- PROVIDED PASSAGE:
════════════════

And we don't have a concept of "civilian" ministers - they need to be accountable to either the Commons or the Lords. The easy route if you want to appoint someone from outside government is that you make them a lord - so Gordon Brown went big on this with his "government of all the talents" when he got prominent people in their field to join the Labour Party and become a minister and a Lord. We had a leading surgeon/researcher on robotics in surgery become health minister, former head of the navy join as a security minister, former head of the CBI join as a trade and investment minister. That still goes on - for example there's a very successful commercial QC who's become a Lord and a minister in the justice department with particular responsibilities for how the court system runs.

════════════════

- EXCERPTED DATA:
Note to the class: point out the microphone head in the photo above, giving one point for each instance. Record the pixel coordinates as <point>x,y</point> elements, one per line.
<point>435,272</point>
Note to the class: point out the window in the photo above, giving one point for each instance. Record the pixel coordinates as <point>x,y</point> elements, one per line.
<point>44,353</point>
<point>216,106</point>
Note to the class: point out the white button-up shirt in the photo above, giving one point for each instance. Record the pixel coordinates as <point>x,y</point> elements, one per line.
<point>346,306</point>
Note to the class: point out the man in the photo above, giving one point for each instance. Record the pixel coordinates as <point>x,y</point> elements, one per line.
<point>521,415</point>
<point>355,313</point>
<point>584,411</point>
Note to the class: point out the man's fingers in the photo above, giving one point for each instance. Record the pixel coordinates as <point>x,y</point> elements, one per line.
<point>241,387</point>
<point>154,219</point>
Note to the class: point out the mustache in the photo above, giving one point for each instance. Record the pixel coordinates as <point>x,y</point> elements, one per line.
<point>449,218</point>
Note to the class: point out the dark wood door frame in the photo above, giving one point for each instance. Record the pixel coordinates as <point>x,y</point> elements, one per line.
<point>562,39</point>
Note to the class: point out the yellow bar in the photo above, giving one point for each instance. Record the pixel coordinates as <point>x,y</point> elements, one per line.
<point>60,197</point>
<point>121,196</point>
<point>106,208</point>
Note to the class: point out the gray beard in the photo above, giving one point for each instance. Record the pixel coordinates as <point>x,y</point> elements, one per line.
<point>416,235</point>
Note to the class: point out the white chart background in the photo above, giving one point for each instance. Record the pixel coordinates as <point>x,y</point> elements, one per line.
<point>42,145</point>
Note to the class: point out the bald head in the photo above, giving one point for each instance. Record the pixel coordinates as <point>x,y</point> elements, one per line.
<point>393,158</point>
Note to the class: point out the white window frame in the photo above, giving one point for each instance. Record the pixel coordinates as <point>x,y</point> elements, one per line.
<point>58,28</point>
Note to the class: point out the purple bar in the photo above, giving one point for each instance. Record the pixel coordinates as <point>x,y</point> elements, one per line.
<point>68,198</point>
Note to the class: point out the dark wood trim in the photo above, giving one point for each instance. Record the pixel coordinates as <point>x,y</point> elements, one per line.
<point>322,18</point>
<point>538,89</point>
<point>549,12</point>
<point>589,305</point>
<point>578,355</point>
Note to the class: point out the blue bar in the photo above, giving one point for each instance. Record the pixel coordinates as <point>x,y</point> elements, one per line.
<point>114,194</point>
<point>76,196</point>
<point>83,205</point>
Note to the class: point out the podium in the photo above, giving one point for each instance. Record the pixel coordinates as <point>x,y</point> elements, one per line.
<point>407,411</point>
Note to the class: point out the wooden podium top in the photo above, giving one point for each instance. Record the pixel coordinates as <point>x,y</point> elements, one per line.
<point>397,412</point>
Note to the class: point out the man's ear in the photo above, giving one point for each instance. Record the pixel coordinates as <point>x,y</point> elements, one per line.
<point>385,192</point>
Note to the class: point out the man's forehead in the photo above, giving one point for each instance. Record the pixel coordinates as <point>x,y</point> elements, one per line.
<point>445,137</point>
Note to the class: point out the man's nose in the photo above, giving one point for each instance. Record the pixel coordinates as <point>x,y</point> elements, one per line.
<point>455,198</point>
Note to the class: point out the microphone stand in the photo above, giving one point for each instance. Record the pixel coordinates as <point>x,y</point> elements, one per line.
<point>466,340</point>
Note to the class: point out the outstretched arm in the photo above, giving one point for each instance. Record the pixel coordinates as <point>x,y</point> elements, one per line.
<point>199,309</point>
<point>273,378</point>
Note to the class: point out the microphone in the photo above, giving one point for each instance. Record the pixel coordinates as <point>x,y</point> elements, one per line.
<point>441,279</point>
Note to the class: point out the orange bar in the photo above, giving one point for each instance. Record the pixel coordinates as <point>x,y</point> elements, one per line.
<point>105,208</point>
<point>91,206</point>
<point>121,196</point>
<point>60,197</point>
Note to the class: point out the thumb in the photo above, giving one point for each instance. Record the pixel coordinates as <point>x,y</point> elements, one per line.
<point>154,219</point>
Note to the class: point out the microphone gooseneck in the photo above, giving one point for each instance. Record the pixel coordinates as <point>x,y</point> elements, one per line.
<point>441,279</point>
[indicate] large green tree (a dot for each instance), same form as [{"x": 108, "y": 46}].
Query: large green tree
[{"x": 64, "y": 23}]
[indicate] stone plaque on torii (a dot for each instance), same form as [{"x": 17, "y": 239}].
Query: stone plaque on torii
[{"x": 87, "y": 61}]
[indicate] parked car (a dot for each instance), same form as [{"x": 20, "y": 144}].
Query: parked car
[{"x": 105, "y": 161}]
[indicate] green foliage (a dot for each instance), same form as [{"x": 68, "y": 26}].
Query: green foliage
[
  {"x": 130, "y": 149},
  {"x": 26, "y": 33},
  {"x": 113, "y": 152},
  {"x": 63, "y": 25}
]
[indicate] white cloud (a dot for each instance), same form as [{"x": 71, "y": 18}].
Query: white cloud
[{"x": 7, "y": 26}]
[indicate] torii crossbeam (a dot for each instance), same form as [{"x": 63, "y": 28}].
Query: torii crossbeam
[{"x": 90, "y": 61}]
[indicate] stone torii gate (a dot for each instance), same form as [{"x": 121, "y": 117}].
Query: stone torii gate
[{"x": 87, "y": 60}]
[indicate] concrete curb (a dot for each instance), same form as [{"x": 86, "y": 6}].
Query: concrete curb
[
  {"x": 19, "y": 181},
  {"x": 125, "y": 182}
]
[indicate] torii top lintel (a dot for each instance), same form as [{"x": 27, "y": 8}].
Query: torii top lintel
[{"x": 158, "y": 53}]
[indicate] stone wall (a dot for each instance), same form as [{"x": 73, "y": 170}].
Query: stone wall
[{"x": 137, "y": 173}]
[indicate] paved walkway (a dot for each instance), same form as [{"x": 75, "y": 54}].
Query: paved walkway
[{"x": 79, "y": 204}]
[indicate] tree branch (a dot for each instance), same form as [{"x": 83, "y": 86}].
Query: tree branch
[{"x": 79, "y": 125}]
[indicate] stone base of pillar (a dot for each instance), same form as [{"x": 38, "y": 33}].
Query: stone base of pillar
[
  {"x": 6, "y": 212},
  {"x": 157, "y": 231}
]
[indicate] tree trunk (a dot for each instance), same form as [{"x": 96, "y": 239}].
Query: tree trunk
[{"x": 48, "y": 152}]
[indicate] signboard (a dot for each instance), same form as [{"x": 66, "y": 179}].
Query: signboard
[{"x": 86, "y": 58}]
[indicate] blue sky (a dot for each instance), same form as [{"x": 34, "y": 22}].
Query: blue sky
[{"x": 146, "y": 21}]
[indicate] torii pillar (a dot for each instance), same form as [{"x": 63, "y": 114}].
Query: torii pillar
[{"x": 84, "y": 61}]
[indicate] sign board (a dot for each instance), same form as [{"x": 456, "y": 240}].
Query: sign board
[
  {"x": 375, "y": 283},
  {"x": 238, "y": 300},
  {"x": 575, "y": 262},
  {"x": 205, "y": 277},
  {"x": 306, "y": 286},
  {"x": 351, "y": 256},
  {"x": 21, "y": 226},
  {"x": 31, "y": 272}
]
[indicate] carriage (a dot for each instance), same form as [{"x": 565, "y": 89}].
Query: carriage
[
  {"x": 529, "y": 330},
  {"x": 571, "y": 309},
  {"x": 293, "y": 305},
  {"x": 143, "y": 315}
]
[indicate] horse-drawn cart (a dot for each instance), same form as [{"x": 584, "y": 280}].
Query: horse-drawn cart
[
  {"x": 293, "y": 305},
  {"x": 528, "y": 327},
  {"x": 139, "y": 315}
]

════════════════

- WHAT YOU SHOULD DO:
List each person from outside government that the passage on appointing ministers through the Lords describes as becoming a minister, along with the ministerial role given for each.

- SOLUTION:
- A leading surgeon/researcher on robotics in surgery: health minister
- The former head of the navy: security minister
- The former head of the CBI: trade and investment minister
- A very successful commercial QC: a minister in the justice department with particular responsibilities for how the court system runs